Texte extrait:
•••••

Les habitants de Yüksekova attendent un massacre comme celui de Cizre.
Ne touche pas à ma maison
Necip Çapraz [journaliste] de Yüksekova Haber [Infos] avec lequel j’ai parlé très tard dans la nuit, dit :
“Si on veut aller à Yüksekova, il faut y aller le plus tôt possible. Après ce ne sera pas possible d’y accéder. L’histoire des fossés à Yüksekova, n’est pas nouvelle, ils existent depuis plus d’un an. Ce n’est pas une chose juste de détruire Yüksekova et de verser du sang. L’Etat dit, je vais écrouler votre maison, après je vais la reconstruire. Moi je dis : Ne touche pas à ma maison !”
Une photo de Yüksekova circule sur les réseaux sociaux. La Préfecture fait sacrifier des animaux pour les forces spéciales et des dizaines de blindés qui partent à Yüksekova. L’Etat, visiblement, se croit dans une guerre de « conquête » du temps de l’Empire Ottoman. Il va « conquérir » Yüksekova. Nous sommes réellement devant un pouvoir, un Etat d’une mentalité sur laquelle il n’est plus nécessaire de faire des commentaires. Nous avons en face de nous, un Etat qui fait des “sacrifices” avant de se préparer à détruire et brûler une ville, Yüksekova. Nous avons en face de nous, une mentalité qui a perdu toute logique et qui tue des gens avec des cris d’« Allahu akbar ».

•••••

Données de localisation par point pour chaque instance:
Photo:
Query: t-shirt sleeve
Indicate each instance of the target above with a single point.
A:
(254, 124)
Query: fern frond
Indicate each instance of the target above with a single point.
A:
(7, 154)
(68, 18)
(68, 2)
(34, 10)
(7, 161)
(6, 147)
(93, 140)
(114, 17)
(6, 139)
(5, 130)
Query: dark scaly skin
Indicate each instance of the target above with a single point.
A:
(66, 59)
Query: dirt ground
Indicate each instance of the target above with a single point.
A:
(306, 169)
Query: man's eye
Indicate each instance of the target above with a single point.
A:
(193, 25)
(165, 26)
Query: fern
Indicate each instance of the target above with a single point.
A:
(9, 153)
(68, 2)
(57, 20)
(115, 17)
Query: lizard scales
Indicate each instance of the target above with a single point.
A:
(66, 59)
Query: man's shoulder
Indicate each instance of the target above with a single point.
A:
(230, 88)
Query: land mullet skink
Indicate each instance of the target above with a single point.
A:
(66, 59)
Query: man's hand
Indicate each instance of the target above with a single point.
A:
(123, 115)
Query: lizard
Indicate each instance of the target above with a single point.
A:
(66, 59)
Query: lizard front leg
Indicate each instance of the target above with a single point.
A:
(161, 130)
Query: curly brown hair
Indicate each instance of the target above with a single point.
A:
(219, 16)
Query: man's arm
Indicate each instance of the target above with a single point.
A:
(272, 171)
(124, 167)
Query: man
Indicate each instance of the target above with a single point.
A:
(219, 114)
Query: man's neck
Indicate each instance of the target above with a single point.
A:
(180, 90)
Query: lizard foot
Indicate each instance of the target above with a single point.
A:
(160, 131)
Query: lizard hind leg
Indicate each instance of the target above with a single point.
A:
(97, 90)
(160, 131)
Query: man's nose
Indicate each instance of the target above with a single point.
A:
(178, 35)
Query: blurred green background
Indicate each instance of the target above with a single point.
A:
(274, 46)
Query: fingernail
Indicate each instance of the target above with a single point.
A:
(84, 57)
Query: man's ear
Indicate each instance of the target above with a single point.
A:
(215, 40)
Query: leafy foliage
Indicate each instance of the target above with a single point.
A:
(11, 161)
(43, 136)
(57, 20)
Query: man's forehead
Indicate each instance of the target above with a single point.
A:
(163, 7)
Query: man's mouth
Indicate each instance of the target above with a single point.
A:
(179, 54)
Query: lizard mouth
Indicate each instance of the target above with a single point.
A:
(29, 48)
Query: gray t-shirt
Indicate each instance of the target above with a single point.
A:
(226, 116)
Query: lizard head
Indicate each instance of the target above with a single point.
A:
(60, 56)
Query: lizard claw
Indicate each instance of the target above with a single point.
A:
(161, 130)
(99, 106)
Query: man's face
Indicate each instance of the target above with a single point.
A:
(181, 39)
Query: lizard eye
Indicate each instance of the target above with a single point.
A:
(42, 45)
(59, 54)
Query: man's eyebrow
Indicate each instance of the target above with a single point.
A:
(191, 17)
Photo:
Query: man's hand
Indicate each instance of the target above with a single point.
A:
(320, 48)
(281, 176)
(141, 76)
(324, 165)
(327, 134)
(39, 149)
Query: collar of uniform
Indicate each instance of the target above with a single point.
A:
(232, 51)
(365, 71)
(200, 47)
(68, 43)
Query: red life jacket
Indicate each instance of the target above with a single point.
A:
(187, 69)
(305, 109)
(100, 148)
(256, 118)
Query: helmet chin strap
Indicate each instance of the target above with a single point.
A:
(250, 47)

•••••

Consignes de travail:
Répondez brièvement aux questions suivantes d'après le texte sur Yüksekova.
(a) Pour quel média travaille Necip Çapraz ?
(b) Depuis combien de temps les fossés existent-ils à Yüksekova selon lui ?
(c) Qu'est-ce que la Préfecture fait sacrifier pour les forces spéciales ?
Ce matériau est indépendant du texte extrait.

Réponse à la consigne:
(a) Yüksekova Haber.
(b) Depuis plus d'un an.
(c) Des animaux.